What you are asked to do:
Retype the complete listing without any change.

Dataset excerpts:
********************

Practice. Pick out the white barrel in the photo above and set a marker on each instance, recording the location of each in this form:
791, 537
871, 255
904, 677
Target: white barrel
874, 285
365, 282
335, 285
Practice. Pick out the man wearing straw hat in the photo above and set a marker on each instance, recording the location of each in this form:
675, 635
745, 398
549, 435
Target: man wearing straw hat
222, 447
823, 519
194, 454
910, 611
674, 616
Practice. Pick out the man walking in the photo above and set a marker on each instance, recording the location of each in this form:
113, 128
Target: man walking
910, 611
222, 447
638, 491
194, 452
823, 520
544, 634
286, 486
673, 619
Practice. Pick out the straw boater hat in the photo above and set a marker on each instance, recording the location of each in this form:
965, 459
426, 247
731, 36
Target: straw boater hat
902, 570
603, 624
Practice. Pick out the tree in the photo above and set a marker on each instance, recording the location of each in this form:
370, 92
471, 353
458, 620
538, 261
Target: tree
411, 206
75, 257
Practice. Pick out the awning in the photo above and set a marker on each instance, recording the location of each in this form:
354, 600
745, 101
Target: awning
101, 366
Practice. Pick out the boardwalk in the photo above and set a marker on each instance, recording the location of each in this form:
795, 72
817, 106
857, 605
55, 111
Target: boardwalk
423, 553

********************

Solution to this exercise:
Practice. Pick out the white barrel in the photo above and set a marker on each instance, recording the location of each in this form:
791, 537
871, 255
904, 677
Target: white barrel
874, 285
365, 282
335, 285
Practice. Pick out the man wearing straw hat in the photo above and set a marker on each instance, recording the location of each in this form:
675, 635
745, 398
549, 435
Target: man wearing straw hat
222, 447
823, 519
194, 454
910, 611
674, 616
Practice. Pick out the man walking in the photo above and set a marker on each instance, recording the location of each in this form:
113, 128
Target: man walking
910, 611
222, 447
638, 491
194, 452
823, 520
544, 634
286, 486
673, 619
Practice. Pick out the straw boater hat in the photo above and set a marker on each instance, recording the location of each in this form:
965, 459
426, 247
731, 36
Target: straw boater hat
902, 570
603, 624
Practice. Pick out the tree in the photo above and set a marker on each instance, recording the location of each in this form:
370, 92
471, 353
458, 620
538, 261
Target: tree
411, 206
75, 257
Practice. Pick out the awning in the photo above and set a marker on each instance, recording the location of each in this form:
354, 600
745, 101
Target: awning
101, 366
Practice. Pick out the boardwalk in the photo above and set a marker on each instance, recording the location of each in this form:
795, 72
817, 106
857, 605
55, 111
Target: boardwalk
423, 553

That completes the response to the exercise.